(Coordinate annotation rows)
"""

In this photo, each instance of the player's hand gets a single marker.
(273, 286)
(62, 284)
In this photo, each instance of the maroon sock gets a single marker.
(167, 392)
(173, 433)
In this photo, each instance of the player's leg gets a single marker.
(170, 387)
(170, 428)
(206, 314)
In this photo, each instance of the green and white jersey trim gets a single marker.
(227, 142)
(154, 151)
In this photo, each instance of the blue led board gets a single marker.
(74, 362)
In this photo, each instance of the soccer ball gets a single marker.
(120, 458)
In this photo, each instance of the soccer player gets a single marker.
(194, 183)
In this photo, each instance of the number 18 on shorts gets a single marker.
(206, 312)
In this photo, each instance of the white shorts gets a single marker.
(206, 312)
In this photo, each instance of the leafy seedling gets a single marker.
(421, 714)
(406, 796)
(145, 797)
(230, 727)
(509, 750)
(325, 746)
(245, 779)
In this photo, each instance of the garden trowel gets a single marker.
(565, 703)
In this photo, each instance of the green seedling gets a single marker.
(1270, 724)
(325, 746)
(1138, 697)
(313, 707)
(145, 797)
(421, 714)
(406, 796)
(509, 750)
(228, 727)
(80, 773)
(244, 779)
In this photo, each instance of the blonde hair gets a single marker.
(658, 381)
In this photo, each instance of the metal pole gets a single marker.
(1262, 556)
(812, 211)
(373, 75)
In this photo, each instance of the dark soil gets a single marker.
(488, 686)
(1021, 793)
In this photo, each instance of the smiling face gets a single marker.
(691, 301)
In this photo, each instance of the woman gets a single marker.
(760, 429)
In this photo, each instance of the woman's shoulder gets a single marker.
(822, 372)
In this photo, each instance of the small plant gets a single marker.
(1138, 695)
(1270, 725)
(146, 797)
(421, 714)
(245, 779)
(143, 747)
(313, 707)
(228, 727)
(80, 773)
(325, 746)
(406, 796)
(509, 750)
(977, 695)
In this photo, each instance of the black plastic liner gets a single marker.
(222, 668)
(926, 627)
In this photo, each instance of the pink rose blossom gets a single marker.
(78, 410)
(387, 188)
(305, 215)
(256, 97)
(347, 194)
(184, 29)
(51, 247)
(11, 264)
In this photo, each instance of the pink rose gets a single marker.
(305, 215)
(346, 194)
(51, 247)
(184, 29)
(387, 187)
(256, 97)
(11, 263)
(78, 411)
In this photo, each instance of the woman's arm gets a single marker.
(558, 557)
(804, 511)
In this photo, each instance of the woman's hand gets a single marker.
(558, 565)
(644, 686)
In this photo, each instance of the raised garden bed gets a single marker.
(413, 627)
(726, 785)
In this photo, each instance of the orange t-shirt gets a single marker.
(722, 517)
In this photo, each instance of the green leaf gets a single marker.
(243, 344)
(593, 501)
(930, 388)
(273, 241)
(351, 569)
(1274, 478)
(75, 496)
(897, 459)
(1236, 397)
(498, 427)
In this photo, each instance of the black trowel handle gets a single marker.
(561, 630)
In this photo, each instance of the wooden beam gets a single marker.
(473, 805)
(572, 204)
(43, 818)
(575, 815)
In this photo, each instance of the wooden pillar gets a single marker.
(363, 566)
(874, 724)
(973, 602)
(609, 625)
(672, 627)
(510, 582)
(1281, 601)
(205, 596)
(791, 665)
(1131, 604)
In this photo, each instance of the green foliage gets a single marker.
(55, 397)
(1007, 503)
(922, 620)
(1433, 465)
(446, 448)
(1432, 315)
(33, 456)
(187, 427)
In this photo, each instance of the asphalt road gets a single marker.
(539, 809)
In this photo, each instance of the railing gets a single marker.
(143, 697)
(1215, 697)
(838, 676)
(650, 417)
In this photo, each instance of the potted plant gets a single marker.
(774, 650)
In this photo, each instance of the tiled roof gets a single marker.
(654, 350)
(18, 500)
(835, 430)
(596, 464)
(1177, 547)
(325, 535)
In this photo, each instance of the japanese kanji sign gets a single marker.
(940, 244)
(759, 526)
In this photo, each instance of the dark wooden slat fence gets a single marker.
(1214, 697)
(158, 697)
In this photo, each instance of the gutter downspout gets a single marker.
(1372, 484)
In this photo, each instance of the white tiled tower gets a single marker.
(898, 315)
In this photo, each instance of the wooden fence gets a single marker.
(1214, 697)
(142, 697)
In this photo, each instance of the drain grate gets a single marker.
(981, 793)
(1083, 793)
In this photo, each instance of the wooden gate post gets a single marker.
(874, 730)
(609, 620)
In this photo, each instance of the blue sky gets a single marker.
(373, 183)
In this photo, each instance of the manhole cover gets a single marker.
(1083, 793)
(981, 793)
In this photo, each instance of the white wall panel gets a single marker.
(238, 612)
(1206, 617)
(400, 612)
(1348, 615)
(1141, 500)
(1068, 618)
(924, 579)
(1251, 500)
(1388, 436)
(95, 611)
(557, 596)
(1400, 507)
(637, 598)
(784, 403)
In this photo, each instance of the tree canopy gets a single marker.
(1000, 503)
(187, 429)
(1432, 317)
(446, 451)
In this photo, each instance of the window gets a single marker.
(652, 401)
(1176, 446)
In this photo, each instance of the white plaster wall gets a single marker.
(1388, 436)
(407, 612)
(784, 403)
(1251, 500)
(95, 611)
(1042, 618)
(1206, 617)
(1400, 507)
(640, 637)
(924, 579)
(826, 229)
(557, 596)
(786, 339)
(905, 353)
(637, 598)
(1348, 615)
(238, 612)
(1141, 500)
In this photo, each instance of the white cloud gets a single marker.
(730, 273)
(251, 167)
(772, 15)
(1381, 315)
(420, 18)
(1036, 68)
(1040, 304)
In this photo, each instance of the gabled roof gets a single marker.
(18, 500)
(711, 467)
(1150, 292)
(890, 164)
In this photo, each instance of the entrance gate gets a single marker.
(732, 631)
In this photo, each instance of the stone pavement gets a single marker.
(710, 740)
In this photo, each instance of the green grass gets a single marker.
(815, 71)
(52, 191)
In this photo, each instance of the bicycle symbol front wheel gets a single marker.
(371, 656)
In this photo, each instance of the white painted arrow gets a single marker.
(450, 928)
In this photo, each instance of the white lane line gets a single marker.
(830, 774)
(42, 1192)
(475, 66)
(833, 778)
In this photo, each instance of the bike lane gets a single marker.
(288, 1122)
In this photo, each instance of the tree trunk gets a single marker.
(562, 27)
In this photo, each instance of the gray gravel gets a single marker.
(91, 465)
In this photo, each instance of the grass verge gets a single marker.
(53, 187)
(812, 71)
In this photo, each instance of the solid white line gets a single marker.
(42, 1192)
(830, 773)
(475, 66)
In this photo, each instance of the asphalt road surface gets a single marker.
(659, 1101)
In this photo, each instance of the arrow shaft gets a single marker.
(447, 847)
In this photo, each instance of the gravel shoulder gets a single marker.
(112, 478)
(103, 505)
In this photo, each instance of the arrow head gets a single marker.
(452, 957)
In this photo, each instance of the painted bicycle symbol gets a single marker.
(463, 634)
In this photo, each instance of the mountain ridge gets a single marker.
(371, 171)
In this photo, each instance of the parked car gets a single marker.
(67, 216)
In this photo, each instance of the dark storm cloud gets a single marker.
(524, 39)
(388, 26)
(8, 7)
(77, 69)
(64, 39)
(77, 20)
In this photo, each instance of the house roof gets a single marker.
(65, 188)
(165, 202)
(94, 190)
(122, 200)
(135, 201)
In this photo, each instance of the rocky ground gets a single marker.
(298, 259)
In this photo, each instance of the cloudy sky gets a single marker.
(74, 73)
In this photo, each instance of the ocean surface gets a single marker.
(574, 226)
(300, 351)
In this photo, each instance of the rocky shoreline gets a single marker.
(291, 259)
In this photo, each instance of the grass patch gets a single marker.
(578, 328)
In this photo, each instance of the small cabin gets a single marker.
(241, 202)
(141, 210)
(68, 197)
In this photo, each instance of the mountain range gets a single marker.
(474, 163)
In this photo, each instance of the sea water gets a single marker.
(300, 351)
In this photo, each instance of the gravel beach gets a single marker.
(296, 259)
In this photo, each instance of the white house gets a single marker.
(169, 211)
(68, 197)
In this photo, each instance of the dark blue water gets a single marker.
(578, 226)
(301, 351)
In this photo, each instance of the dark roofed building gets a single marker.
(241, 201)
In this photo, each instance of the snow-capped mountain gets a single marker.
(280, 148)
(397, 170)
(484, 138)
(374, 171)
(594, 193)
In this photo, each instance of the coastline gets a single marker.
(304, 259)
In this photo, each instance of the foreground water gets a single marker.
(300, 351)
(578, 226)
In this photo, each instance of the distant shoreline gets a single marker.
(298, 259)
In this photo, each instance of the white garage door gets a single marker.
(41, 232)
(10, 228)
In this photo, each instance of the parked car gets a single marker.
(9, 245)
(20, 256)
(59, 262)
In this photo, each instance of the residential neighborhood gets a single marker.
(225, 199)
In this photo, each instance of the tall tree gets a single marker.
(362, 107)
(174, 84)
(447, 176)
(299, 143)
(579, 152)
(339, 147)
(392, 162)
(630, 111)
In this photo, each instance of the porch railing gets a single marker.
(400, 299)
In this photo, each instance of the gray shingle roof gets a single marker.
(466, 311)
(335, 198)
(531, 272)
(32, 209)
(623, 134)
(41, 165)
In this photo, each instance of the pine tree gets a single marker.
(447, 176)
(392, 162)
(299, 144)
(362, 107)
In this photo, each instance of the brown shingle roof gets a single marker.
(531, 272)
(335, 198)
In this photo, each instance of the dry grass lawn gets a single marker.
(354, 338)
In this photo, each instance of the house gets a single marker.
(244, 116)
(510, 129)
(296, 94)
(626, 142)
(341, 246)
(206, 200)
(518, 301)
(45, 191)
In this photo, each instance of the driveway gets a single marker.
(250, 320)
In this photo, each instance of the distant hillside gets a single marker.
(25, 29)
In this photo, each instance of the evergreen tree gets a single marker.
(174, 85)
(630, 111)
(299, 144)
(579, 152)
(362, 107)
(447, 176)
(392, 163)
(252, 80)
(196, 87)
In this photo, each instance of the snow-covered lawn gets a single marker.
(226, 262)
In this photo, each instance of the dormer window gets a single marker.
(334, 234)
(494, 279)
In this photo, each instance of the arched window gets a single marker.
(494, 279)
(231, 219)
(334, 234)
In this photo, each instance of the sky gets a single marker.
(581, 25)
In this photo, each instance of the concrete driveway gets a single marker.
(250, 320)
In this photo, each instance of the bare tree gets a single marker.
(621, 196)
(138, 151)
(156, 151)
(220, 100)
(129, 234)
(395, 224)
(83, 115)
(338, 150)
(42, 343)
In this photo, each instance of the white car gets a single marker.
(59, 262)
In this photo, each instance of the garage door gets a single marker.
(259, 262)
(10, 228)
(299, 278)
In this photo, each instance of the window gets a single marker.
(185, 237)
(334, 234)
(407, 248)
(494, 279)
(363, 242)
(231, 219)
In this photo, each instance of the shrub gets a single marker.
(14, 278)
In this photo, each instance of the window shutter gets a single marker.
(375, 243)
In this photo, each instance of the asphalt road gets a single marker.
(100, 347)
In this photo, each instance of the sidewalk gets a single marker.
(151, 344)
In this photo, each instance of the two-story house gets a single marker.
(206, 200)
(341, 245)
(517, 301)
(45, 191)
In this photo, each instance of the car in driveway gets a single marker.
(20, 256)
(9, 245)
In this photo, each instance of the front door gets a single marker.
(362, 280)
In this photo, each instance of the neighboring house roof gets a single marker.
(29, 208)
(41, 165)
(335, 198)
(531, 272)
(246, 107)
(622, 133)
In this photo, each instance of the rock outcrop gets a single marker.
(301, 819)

"""

**EXERCISE GOAL**
Output as a numbered list the rows from the line containing "In this photo, each instance of the tiled" through the line containing "(1176, 446)", skipping any blank lines.

**CORRECT OUTPUT**
1. In this photo, each instance of the tiled roof gets a single marker.
2. (654, 350)
3. (18, 500)
4. (835, 430)
5. (596, 464)
6. (1177, 547)
7. (325, 535)
8. In this photo, each instance of the japanese kanji sign gets a single marker.
9. (940, 244)
10. (759, 526)
11. In this photo, each instance of the dark wooden slat fence gets a single marker.
12. (1214, 697)
13. (158, 697)
14. In this photo, each instance of the gutter downspout gets a single marker.
15. (1372, 484)
16. In this photo, each instance of the white tiled tower gets a single marker.
17. (898, 315)
18. In this photo, each instance of the wooden fence gets a single marker.
19. (1214, 697)
20. (142, 697)
21. In this photo, each instance of the drain grate gets a single marker.
22. (981, 793)
23. (1083, 793)
24. In this photo, each instance of the wooden gate post gets a single marker.
25. (874, 730)
26. (609, 620)
27. In this photo, each instance of the blue sky gets a single marker.
28. (373, 183)
29. In this photo, each instance of the manhole cover gets a single marker.
30. (1083, 793)
31. (981, 793)
32. In this photo, each instance of the white wall panel gets a single marker.
33. (238, 612)
34. (1206, 617)
35. (400, 612)
36. (1348, 615)
37. (1141, 500)
38. (1068, 618)
39. (924, 579)
40. (1251, 500)
41. (1388, 436)
42. (95, 611)
43. (557, 596)
44. (1400, 507)
45. (637, 598)
46. (784, 403)
47. In this photo, each instance of the tree canopy gets a single marker.
48. (1000, 503)
49. (187, 429)
50. (1432, 317)
51. (446, 451)
52. In this photo, each instance of the window gets a single marker.
53. (652, 401)
54. (1176, 446)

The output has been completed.